* LISTED ENTRIES *

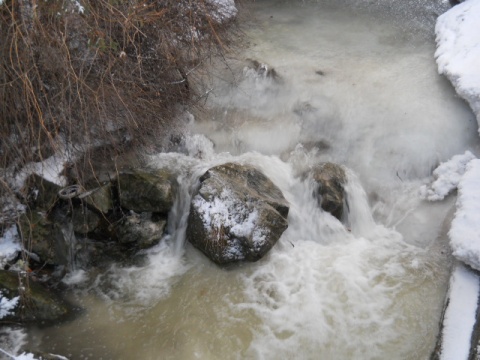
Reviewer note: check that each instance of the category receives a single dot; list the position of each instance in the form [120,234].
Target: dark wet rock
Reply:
[100,198]
[331,179]
[51,241]
[85,220]
[140,230]
[36,231]
[146,190]
[40,193]
[237,214]
[35,302]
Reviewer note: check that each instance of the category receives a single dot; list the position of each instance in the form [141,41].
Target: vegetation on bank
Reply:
[106,73]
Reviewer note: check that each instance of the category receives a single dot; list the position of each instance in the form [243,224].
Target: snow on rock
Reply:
[7,305]
[447,176]
[237,214]
[460,314]
[225,10]
[465,230]
[9,246]
[458,50]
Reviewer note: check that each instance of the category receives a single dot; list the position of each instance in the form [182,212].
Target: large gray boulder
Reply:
[146,190]
[140,230]
[237,214]
[330,191]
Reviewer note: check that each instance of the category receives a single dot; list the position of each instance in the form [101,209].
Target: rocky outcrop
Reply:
[237,214]
[141,230]
[33,302]
[146,190]
[126,213]
[330,192]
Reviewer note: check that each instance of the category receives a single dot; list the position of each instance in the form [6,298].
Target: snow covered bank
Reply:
[447,176]
[460,314]
[465,230]
[458,50]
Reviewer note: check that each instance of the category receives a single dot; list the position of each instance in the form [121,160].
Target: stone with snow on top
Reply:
[237,214]
[140,230]
[330,192]
[36,303]
[40,192]
[222,11]
[146,190]
[458,50]
[465,230]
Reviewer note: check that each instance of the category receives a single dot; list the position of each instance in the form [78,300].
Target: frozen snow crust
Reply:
[458,50]
[465,230]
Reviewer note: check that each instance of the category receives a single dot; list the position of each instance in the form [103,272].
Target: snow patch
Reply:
[447,176]
[9,246]
[460,314]
[465,230]
[7,305]
[224,211]
[458,50]
[225,10]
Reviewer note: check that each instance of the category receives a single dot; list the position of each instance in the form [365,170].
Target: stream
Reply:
[353,86]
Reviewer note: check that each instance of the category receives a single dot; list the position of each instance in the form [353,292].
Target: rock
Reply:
[35,302]
[237,214]
[51,241]
[85,220]
[330,193]
[263,70]
[41,193]
[140,230]
[36,231]
[146,190]
[99,198]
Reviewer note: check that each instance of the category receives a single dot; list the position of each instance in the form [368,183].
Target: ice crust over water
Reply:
[465,230]
[447,176]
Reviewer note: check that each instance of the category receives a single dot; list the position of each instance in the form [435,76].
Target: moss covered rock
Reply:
[34,302]
[146,190]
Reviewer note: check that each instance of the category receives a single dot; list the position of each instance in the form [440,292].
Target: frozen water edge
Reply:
[458,56]
[458,50]
[459,320]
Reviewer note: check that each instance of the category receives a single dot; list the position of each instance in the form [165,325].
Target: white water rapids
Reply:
[357,90]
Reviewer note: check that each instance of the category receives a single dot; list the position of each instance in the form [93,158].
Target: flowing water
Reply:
[357,89]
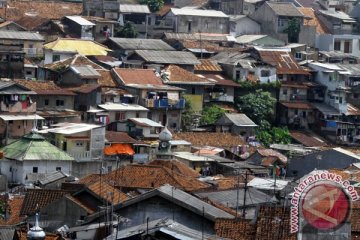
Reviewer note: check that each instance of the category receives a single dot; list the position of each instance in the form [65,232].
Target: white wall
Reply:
[326,42]
[21,169]
[244,26]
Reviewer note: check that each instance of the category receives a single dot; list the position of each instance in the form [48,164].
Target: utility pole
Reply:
[245,191]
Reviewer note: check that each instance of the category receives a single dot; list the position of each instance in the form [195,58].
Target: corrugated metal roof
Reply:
[216,37]
[145,122]
[122,107]
[141,44]
[52,177]
[81,46]
[193,203]
[21,35]
[71,128]
[80,20]
[240,119]
[34,147]
[168,57]
[134,8]
[197,12]
[21,117]
[229,197]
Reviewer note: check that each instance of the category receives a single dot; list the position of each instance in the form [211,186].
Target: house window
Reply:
[56,58]
[237,75]
[347,47]
[298,55]
[282,22]
[337,45]
[59,102]
[265,73]
[120,116]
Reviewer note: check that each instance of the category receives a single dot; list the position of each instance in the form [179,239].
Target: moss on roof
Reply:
[34,147]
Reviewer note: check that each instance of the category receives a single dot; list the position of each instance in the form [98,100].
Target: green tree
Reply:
[211,114]
[257,106]
[127,31]
[154,5]
[293,30]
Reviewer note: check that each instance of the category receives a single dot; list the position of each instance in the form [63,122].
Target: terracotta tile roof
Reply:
[176,74]
[355,218]
[312,20]
[77,60]
[118,137]
[214,139]
[208,65]
[102,189]
[85,88]
[45,9]
[297,105]
[239,229]
[90,179]
[39,198]
[106,79]
[148,177]
[176,166]
[137,76]
[308,139]
[82,205]
[31,23]
[284,62]
[45,87]
[14,206]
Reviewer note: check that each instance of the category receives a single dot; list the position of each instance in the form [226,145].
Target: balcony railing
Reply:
[33,52]
[81,156]
[165,103]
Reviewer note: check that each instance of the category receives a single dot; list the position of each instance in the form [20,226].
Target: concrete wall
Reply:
[199,23]
[61,212]
[19,170]
[244,26]
[40,101]
[156,208]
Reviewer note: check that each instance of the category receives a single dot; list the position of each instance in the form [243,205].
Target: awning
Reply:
[21,117]
[119,148]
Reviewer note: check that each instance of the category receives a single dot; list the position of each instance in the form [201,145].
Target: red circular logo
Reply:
[325,206]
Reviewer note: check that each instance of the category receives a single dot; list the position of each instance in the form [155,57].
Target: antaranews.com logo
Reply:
[324,201]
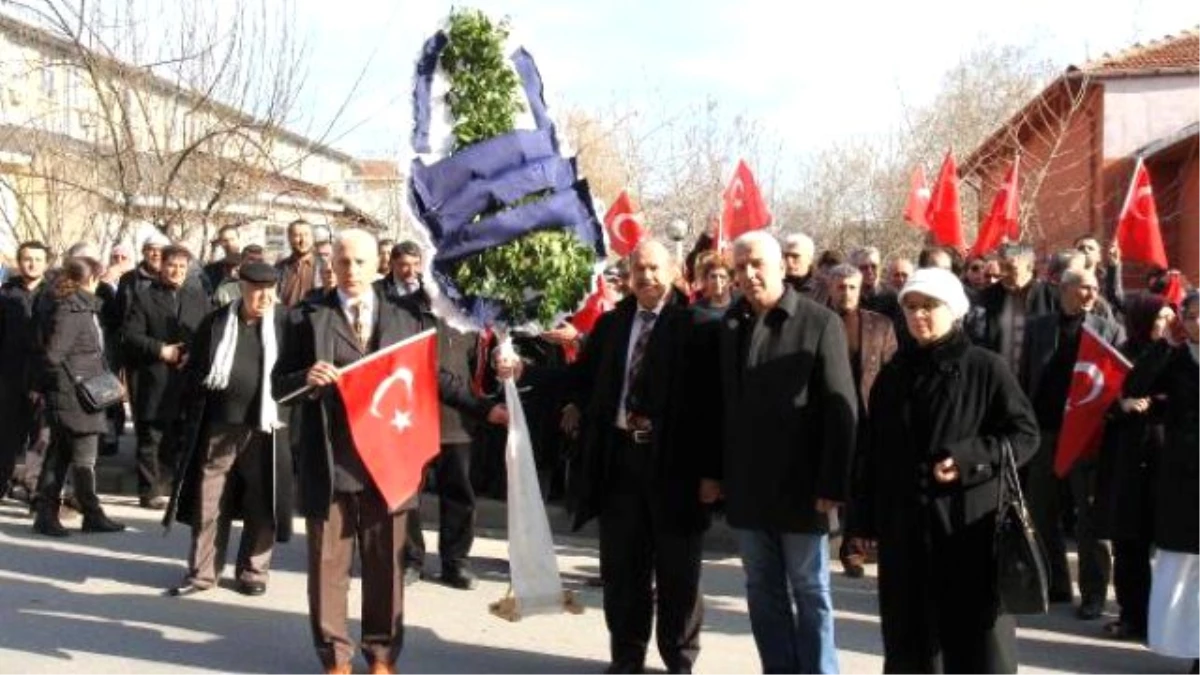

* WORK TASK *
All lines containing "white" in the material above should appear in your reply, copied exactly.

* SOLUTION *
Target: white water rapids
Target: white wall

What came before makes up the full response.